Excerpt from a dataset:
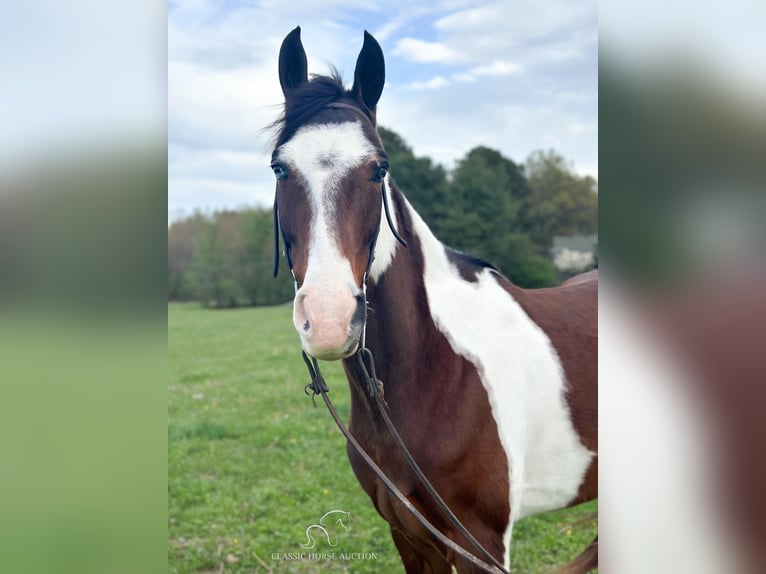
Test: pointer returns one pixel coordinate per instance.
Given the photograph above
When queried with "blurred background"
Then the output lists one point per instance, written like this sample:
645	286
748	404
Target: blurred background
84	216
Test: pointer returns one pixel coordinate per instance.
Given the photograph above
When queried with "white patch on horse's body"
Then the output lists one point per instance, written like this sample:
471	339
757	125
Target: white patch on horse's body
522	375
322	155
387	243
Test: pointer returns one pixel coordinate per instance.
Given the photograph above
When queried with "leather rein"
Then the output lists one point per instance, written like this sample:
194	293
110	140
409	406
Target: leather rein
373	387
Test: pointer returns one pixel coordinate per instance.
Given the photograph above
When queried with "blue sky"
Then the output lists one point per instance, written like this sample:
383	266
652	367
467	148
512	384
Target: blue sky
515	76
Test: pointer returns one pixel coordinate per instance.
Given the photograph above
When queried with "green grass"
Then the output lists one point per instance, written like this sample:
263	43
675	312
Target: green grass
252	463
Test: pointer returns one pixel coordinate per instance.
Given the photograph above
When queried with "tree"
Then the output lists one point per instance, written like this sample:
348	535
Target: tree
423	182
486	206
561	203
213	270
182	236
255	254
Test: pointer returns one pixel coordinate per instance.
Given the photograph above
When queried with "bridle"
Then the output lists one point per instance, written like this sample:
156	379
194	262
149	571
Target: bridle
374	390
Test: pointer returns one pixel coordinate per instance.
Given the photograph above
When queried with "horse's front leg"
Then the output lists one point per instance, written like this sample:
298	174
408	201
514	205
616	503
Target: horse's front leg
419	558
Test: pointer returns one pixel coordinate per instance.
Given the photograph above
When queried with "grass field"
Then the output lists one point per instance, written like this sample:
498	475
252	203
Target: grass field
252	464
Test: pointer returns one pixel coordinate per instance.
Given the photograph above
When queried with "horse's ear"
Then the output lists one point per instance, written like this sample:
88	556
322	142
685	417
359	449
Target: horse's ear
293	68
370	73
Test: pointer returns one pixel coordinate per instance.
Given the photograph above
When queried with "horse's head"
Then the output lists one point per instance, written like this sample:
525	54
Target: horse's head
329	165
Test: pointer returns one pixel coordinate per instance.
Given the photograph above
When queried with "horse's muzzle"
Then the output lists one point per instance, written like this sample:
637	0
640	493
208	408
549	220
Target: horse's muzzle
329	324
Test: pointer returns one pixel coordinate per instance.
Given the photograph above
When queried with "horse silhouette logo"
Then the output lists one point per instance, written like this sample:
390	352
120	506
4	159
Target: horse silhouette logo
327	528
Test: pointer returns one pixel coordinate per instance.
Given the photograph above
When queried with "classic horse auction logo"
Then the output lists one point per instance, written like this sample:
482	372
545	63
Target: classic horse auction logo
330	520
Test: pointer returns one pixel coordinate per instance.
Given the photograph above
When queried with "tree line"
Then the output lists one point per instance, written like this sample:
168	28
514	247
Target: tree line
488	206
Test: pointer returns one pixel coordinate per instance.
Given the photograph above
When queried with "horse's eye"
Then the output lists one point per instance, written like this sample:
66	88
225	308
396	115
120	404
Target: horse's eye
280	170
379	173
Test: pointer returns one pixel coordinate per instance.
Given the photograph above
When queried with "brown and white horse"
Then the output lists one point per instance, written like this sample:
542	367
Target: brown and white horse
493	388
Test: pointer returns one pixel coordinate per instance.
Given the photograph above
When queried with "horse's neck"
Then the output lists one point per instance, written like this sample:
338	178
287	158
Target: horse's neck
399	322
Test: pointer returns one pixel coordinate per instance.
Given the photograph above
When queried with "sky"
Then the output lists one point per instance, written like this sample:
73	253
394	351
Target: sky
516	76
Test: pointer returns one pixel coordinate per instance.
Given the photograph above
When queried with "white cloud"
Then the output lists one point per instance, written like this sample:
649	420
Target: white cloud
421	51
432	84
460	73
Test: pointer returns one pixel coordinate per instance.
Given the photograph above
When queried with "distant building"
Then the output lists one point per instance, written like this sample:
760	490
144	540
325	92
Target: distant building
574	253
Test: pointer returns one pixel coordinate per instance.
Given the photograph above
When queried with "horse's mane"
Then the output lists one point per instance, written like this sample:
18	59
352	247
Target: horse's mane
307	100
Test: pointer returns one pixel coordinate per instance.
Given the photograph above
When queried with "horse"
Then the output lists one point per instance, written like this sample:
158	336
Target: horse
493	388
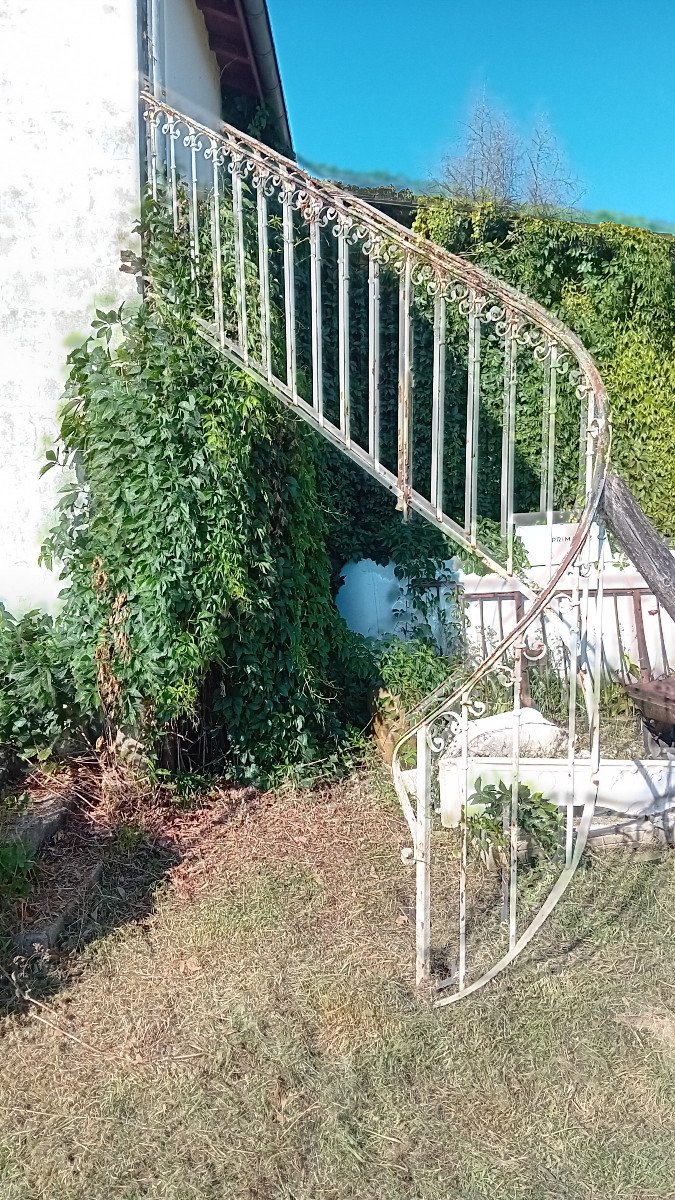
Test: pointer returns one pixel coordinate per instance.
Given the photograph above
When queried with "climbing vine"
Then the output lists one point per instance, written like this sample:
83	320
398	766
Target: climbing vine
197	601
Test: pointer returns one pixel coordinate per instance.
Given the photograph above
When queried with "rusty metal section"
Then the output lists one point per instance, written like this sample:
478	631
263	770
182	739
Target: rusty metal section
440	766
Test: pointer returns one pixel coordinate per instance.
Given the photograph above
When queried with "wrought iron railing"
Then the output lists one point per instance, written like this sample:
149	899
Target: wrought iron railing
467	401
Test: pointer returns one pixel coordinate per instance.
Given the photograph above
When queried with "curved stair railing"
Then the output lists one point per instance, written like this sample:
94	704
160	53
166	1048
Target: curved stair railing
478	409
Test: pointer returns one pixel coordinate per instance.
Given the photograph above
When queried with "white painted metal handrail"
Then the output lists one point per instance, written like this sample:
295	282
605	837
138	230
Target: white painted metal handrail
252	223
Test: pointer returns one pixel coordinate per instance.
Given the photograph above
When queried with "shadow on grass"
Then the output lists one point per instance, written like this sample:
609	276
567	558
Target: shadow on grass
124	894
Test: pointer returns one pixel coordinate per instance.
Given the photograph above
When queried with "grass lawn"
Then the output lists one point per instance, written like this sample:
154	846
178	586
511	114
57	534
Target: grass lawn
257	1035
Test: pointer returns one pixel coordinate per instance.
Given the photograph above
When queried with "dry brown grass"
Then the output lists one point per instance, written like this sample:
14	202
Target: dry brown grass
257	1035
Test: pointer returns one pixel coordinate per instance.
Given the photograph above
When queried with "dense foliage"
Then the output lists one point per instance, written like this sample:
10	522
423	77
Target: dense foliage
615	287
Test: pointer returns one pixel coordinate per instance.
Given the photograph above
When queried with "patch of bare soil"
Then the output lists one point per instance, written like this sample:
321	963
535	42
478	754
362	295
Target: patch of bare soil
125	838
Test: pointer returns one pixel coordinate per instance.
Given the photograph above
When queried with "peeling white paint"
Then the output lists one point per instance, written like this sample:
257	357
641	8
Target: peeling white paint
69	201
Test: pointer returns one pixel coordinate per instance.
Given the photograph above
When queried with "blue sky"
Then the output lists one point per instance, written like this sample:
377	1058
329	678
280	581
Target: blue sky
386	84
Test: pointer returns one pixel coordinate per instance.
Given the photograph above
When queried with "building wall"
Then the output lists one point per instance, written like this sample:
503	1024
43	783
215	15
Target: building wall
69	199
189	67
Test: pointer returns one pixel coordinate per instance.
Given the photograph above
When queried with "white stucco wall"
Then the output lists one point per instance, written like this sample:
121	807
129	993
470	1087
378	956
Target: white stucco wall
69	199
189	67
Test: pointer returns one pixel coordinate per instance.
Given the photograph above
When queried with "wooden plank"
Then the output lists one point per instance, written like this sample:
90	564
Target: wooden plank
637	535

### Exercise
Generate a word-for-word copy of the preceding records, excluding all pictures.

### The response
Test: pointer returns one pixel coordinate per instance.
Given the photograph above
When queried with "blurred background"
Then the output lists one point per instance, written like this sample:
645	286
748	404
Target: blurred background
84	216
Test: pointer returns one pixel coordinate per instance.
Given the photograph above
When queried with "white patch on horse's body"
Then the output lists one point per instance, written like this sample:
471	339
757	125
Target: white patch on horse's body
522	375
322	155
387	243
Test: pointer returns one pixel coordinate per instance.
Given the photograph above
When queried with "leather rein"
Then the output lists one point per instance, written like this sample:
194	293
110	140
409	406
Target: leather rein
373	387
Test: pointer returns one pixel coordinate per instance.
Given the photograph above
When queried with "blue sky"
Then the output lists one point per instance, written like this sample:
383	266
652	367
467	148
512	384
Target: blue sky
515	76
Test: pointer returns one pixel coordinate per instance.
Given the photograph above
When queried with "green grass"
Then the output lists one point per instance, written like this sample:
263	43
675	312
Target: green grass
252	463
Test: pointer returns one pixel coordinate per instance.
Given the photograph above
When queried with "tree"
Then the output lists one point per instance, written like this sample:
348	535
Target: tree
423	182
486	206
561	203
213	270
182	236
255	254
Test: pointer returns one pixel coordinate per instance.
Given the photograph above
When queried with "bridle"
Then the output lists one point per instance, written like this sample:
156	379
194	262
149	571
Target: bridle
374	390
Test: pointer returns one pixel coordinate per instance.
Given the photograph above
When queried with "horse's front leg"
Then the output lists one point per instance, written like this sample:
298	174
408	201
514	205
616	503
Target: horse's front leg
419	558
Test: pointer returns one pixel coordinate per instance.
Given the photograph above
When queried with "grass field"
Then the output lists one point per instance, written like this sample:
498	475
252	203
Target: grass field
252	464
Test: pointer returns one pixel coordinate per instance.
Given the photograph above
When queried with "horse's ear"
Then the output lists one point per instance, written like this sample:
88	556
322	142
685	417
359	449
Target: horse's ear
293	68
370	73
Test: pointer returns one pixel coordinate per instance.
Given the photograph above
When queried with "horse's head"
Then the output lists one point per instance, written like this sample:
525	54
Target: horse's head
329	165
Test: pointer returns one pixel coordinate per instance.
Given the photograph above
When queried with "horse's muzzle"
Then the output lists one point per instance, written like this sample:
637	0
640	493
208	408
549	220
Target: horse's muzzle
329	324
Test: pointer returns one pixel coordinate per instance.
Given the photograph above
When queried with "horse silhouette logo"
Then the output lists one point per instance, written like this sample:
390	352
120	506
4	159
Target: horse silhouette logo
327	528
Test: pointer returns one pixel coordinate per instance.
Given the photograph above
When queried with "classic horse auction logo"
Then the output lists one point per instance, written like this sample:
482	372
545	63
Target: classic horse auction logo
330	520
Test: pointer returns one pixel coordinate per instance.
Given the photograph above
When queried with "tree line"
Then the output lists one point per instance, written like this sample:
168	28
514	247
Target: tree line
488	206
Test: pointer returns one pixel coordinate per instance.
Given the photograph above
When queried with "horse's eye"
Then the output lists one point per instance, written like this sample:
66	88
225	308
396	115
120	404
Target: horse's eye
280	170
379	173
Test: pointer returns one pixel coordinate per instance.
Given the photograph above
When queried with "brown and white horse"
Then the output lists one point per instance, written like this sample:
542	367
Target: brown and white horse
493	388
Test: pointer returns one pixel coordinate per instance.
Given the photograph above
When queried with "horse's neck"
Then the output lists one point per instance, written like this sample:
338	178
287	158
Target: horse's neck
399	322
Test: pointer returns one pixel coordinate per instance.
Given the photograph above
When queried with "sky"
Then the output lists one point per instance, written like this sample:
73	253
394	351
Target: sky
516	76
Test: pointer returns one pixel coordinate per instance.
Given the photograph above
When queried with "white cloud"
Then the output lists one point per instance, written like this sample:
649	420
Target: white cloud
421	51
432	84
460	73
Test: pointer returns one pixel coordinate per instance.
Given the photograph above
When queried with "distant building"
Then the output lists one point per instance, written like this sample:
760	490
144	540
325	92
Target: distant building
574	253
Test: pointer returns one pixel coordinate per instance.
Given the photograph above
When queried with "horse's mane"
Then the output lists one point per instance, written like this sample:
18	59
352	247
Target: horse's mane
307	100
Test: pointer returns one pixel coordinate per instance.
Given the photograph above
When queried with "horse"
Then the output lists one point per instance, written like this sample:
158	336
Target: horse
493	388
Test: pointer returns one pixel coordinate per instance.
Given the photograph above
When queried with "climbing vine"
Then the output lists one point per instance, written like this sample:
83	320
398	766
Target: climbing vine
197	601
Test: pointer returns one pixel coordinate per instance.
Given the photograph above
When queried with "rusty metal section"
Then the output lists one point per instance, written like this sample:
478	631
263	770
182	739
Target: rusty metal section
440	766
Test: pointer returns one pixel coordinate per instance.
Given the photograph above
When queried with "wrought iron railing"
Then the output lists one point per instance, written like this sample:
149	899
Target: wrought iron railing
467	401
Test: pointer returns one pixel coordinate per instance.
Given the photograph above
When queried with "curved stair railing"
Then the output lists one point per instance, written like this sample:
94	704
160	53
166	1048
Target: curved stair railing
478	409
Test: pointer returns one pixel coordinate per instance.
Given the photograph above
When queried with "white painted metal handrail"
Then the output lists one point per instance, written like this sample:
295	282
605	837
138	230
Target: white painted metal handrail
252	223
Test: pointer returns one pixel coordinate per instance.
Given the photograph above
When queried with "shadow on grass"
Then the output lists one point per instance, written like this sample:
609	276
567	558
Target: shadow on grass
124	894
Test: pointer returns one pixel coordinate per instance.
Given the photograph above
When queried with "grass lawn"
Then the output lists one point per instance, written like this sample:
154	846
178	586
511	114
57	534
Target: grass lawn
257	1035
Test: pointer returns one pixel coordinate per instance.
Given the photograph above
When queried with "dry brown grass"
Then the output lists one point per instance, written like this sample:
14	202
Target: dry brown grass
257	1035
Test: pointer returns one pixel coordinate per instance.
Given the photograph above
When queried with "dense foliage"
Then the output lists one point per instance, written like this sample:
10	522
423	77
Target: dense foliage
615	287
Test: pointer returns one pixel coordinate per instance.
Given the photograph above
When queried with "patch of bare soil"
Then the output lists one point per instance, written like this sample:
321	963
535	42
478	754
362	295
Target: patch of bare soil
125	838
Test: pointer returns one pixel coordinate per instance.
Given the photograph above
When queried with "peeling white paint"
Then the output lists one point per instance, written like this sample:
257	357
641	8
Target: peeling white paint
69	201
Test: pointer returns one pixel coordinate per instance.
Given the photograph above
When queried with "blue sky"
Then the output lists one point per instance, written like this sample:
377	1058
329	678
280	581
Target: blue sky
386	84
Test: pointer returns one pixel coordinate per instance.
Given the photograph above
When queried with "building wall"
Then the output lists one point per instance, written like this sample:
503	1024
43	783
215	15
Target: building wall
69	199
189	67
Test: pointer returns one pixel coordinate per instance.
Given the photograph above
When queried with "white stucco wall"
Then the output lists one point per instance, written like this sample:
121	807
129	993
470	1087
378	956
Target: white stucco wall
69	199
189	67
Test: pointer returns one pixel coordinate per instance.
Given the photograph above
When queried with "wooden plank"
Then the output lists one point per instance, written like this sample:
90	564
Target: wooden plank
637	535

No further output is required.